BRIEF DESCRIPTION OF THE DRAWINGS
[0011] The teachings of the present invention can be readily
understood by considering the following detailed description in
conjunction with the accompanying drawings, in which:
[0012] FIG. 1 depicts a high-level block diagram of a system
according to one embodiment;
[0013] FIG. 2 depicts a packet structure useful in implementing
several embodiments of the present invention;
[0014] FIG. 3 depicts a flow diagram of a method 300 for generating
a packet structure such as depicted in FIG. 2;
[0015] FIG. 4 depicts a flow diagram of a method for splicing or
concatenating two compressed streams;
[0016] FIG. 5 depicts a high-level block diagram of a system
according to another embodiment; and
[0017] FIG. 6 depicts a high-level block diagram of a computing
element suitable for use in performing various functions described
herein.
[0018] To facilitate understanding, identical reference numerals
have been used, where possible, to designate identical elements
that are common to the figures.
DETAILED DESCRIPTION OF THE INVENTION
[0019] The invention will be primarily described within the context
of a system for splicing audiovisual streams structured as MPEG-2
transport streams encapsulating or otherwise conveying encrypted
MPEG-2, MPEG-4, or other encoded/compressed elementary streams
(video and audio access units). The MPEG-2 transport streams are
primarily described as being conveyed according to the Real-time
Transport Protocol (RTP) conventions. However, those skilled in the
art and informed by the teachings herein will realize that the
invention is also applicable to various types of transport
mechanisms, encoding mechanisms, encryption mechanisms and the
like.
[0020] Generally speaking, the various embodiments provide a packet
level video splicer that monitors a primary stream or from-stream
and, prior to a splice operation, removes those audio
packets/frames which have presentation timestamp (PTS) values
greater than the PTS of the last video frame within the primary
stream or from-stream.
[0021] Broadcast/Network Television Embodiments
[0022] Within the context of an exemplary broadcast television
system, each television network transmits the content of each of
its various channels or network feeds within transport streams (TS)
via, illustratively, an Internet Protocol (IP) network supported by
various core and access networks. A subscriber selects or tunes a
particular transport stream based upon the desired content. The
selected transport stream is demultiplexed to extract therefrom
video information, audio information, program information, metadata
and the like. The video and audio information extracted therefrom
is decrypted as necessary, decoded and subsequently presented. The
audiovisual presentation of a television channel typically
comprises content portions and advertisement portions.
[0023] Applications like fast channel change (FCC) acquire picture
frames and immediately decode and present them. These applications
need access to a picture frame's video and audio buffers almost
simultaneously. Since a lag in the arrival of audio frames could
result in lack of audio in the displayed picture, video servers
often use an audio reorder mechanism wherein audio frames or
packets are reordered in terms of transmission time such that the
audio frames or packets are moved closer to the corresponding video
frames. That is, the normal position of the audio packets within
the transport stream is reordered such that audio packets within
the transport stream may be transmitted prior to the corresponding
video frames.

-=-=-=-=-

— Parts of the exercise —
1. Based on the stream-splicing text, answer yes or no to each statement and quote the words that decide it: (a) before a splice, the splicer removes audio packets whose PTS values exceed the PTS of the last video frame in the from-stream; (b) FIG. 6 depicts a flow diagram of a method for splicing two compressed streams; (c) the audio reorder mechanism lets audio packets be transmitted after their corresponding video frames.
2. Resume the stream-splicing text from its final sentence.

-=-=-=-=-

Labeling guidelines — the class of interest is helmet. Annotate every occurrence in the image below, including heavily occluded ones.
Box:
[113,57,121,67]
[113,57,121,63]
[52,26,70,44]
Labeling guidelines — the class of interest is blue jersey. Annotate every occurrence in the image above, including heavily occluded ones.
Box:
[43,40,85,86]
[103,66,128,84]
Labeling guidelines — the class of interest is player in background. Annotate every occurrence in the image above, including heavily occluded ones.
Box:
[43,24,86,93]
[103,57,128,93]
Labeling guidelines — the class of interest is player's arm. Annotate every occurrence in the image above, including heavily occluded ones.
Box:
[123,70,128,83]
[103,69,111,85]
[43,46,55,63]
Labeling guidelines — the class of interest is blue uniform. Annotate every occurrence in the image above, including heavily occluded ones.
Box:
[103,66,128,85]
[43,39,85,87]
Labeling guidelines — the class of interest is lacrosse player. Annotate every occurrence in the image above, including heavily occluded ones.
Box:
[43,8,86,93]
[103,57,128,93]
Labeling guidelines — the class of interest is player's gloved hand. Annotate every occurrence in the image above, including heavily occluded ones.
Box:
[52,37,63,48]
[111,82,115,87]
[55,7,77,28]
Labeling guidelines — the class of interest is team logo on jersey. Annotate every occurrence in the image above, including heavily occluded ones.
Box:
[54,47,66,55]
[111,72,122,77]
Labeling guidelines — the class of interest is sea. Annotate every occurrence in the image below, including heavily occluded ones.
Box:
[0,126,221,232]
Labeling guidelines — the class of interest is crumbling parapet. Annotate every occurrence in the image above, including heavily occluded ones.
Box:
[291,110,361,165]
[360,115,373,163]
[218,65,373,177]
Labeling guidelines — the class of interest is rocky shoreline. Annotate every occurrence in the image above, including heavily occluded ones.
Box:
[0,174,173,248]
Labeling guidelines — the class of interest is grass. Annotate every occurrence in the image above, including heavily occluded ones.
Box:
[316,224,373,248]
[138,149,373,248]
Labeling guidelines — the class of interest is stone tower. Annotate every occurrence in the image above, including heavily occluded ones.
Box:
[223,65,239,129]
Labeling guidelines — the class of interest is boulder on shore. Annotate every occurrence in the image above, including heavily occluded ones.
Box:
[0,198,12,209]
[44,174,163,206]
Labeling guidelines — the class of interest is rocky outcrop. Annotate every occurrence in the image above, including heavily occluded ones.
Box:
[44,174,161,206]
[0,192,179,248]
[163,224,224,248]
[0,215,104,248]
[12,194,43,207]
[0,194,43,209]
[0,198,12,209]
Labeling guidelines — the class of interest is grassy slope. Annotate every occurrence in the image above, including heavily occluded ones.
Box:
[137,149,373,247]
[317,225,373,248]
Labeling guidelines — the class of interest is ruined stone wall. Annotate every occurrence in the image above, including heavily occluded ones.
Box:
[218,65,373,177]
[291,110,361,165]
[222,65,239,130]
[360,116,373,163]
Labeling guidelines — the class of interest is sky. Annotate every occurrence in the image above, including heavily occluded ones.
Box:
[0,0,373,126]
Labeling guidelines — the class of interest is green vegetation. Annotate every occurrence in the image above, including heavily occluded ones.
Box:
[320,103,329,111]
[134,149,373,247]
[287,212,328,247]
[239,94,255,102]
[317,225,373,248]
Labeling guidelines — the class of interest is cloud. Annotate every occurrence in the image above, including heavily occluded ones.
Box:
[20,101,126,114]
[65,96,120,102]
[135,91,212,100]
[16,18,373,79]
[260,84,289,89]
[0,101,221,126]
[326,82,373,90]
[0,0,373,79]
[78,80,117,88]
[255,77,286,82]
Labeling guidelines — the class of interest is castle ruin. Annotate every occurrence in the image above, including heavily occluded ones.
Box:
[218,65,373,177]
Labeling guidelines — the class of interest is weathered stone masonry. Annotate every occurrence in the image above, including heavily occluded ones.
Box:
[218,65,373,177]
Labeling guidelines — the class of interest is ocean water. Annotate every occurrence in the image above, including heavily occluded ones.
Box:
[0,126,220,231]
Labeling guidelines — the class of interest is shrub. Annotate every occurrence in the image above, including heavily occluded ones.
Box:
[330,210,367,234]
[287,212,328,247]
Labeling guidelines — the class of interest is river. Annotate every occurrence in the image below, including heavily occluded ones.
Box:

-=-=-=-=-

— Task answers —
1.
(a) Yes: "removes those audio packets/frames which have presentation timestamp (PTS) values greater than the PTS of the last video frame within the primary stream or from-stream."
(b) No: "FIG. 4 depicts a flow diagram of a method for splicing or concatenating two compressed streams" and "FIG. 6 depicts a high-level block diagram of a computing element."
(c) No: "audio packets within the transport stream may be transmitted prior to the corresponding video frames."

2.
[0024] Splicers are used to insert advertisement stream or other
content into a received network stream, such as for replacing
national or global advertisements with locally relevant
advertisements. Such splicers may be located at a router associated
with an access network serving a group of subscribers, an edge
router and the like. Where the network stream is audio reordered,
it is possible that the resulting spliced audiovisual streams may
include audio packets associated with pre-splice video frames.
[0025] If audio packets associated with a future network stream
video frame are decoded and presented along with a present
advertisement stream video frame, then the subscriber will
experience incorrect audio information and/or unpleasant audio
artifacts. For example, the audio could become choppy, there could
be a complete loss of audio due to the mismatch of timestamps
and/or there could be an underflow condition of the audio buffers
in the decoder. A similar condition may occur where a splicer
switches from a first advertisement to a second advertisement.
[0026] FIG. 1 depicts a high-level block diagram of a system 100
according to one embodiment. The system 100 includes
transmission/server-side functionality adapted to encapsulate
content-bearing transport packets within an RTP packet format for
subsequent transmission through a network 140 toward
receiver/client-side functionality.
[0027] It will be appreciated that certain functional elements of
the system 100 of FIG. 1 have been omitted to simplify the
discussion. For example, various buffers, optical to electrical
signal converters, electrical to optical signal converters, level
translators and the like have been omitted for clarity.
Transmission/Server-Side Functionality
[0028] An encoder 105 encodes a baseband video signal VB and a
baseband audio signal AB to provide thereby encoded video signal VE
and encoded audio signal AE. The encoder 105 may comprise an MPEG-2
encoder, an MPEG-4 encoder, an H.264 encoder and the like.
Generally speaking, encoder 105 operates to encode baseband video
and audio streams to provide encoded/compressed video and audio
streams.
[0029] An encryptor 115 operates to encrypt the encoded video
signal VE and encoded audio signal AE to provide encrypted/encoded
video signal VEE and encrypted/encoded audio signal AEE. Any of any
number of encryption algorithms or techniques may be utilized, such
as the Data Encryption Standard (DES), Triple DES or any other
standard or proprietary encryption method.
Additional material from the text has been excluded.